Goal
Give the data below, from the line containing "Spot woman wearing sunglasses." down to the line containing "[117,411,208,497]", as a Markdown table with the columns Num and Content. Number each nonblank line in Num and put the line itself in Content.

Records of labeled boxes
-----

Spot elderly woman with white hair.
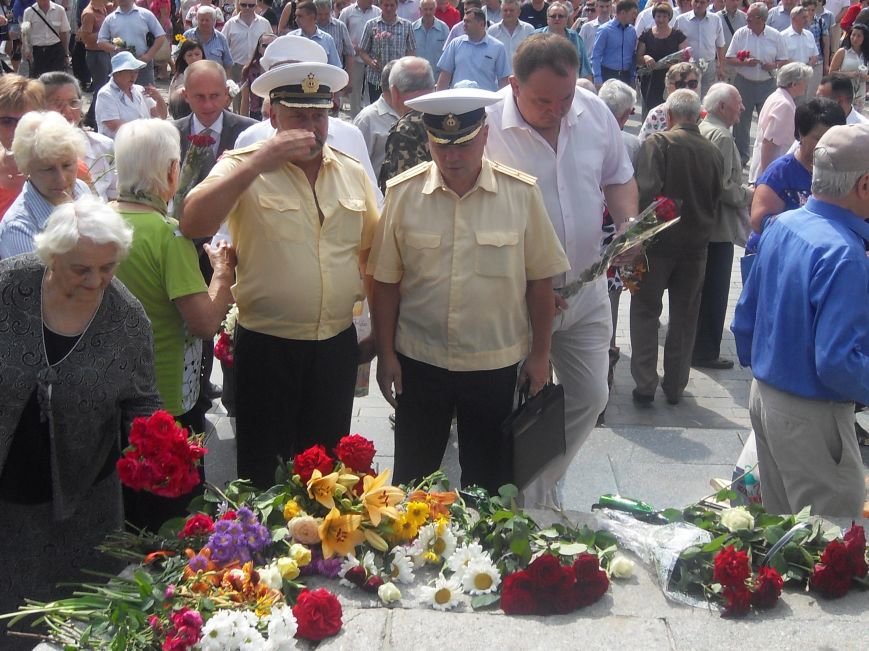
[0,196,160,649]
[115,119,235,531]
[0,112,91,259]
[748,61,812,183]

-----

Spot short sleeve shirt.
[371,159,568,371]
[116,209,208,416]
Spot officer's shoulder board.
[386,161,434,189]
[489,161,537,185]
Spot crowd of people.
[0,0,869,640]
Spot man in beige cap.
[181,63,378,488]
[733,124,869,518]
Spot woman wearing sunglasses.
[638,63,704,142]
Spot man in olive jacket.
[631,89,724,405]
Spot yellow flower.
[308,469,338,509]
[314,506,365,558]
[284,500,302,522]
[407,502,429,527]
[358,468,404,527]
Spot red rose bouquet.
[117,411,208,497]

-----

Response below
| Num | Content |
|---|---|
| 1 | Spot woman wearing sunglasses. |
| 2 | [638,63,704,142] |
| 3 | Spot man in olive jacket. |
| 4 | [631,89,724,405] |
| 5 | Spot yellow flower. |
| 6 | [308,469,338,509] |
| 7 | [314,506,365,558] |
| 8 | [284,500,302,522] |
| 9 | [407,502,429,527] |
| 10 | [358,468,404,527] |
| 11 | Spot red rose bouquet. |
| 12 | [117,411,208,497] |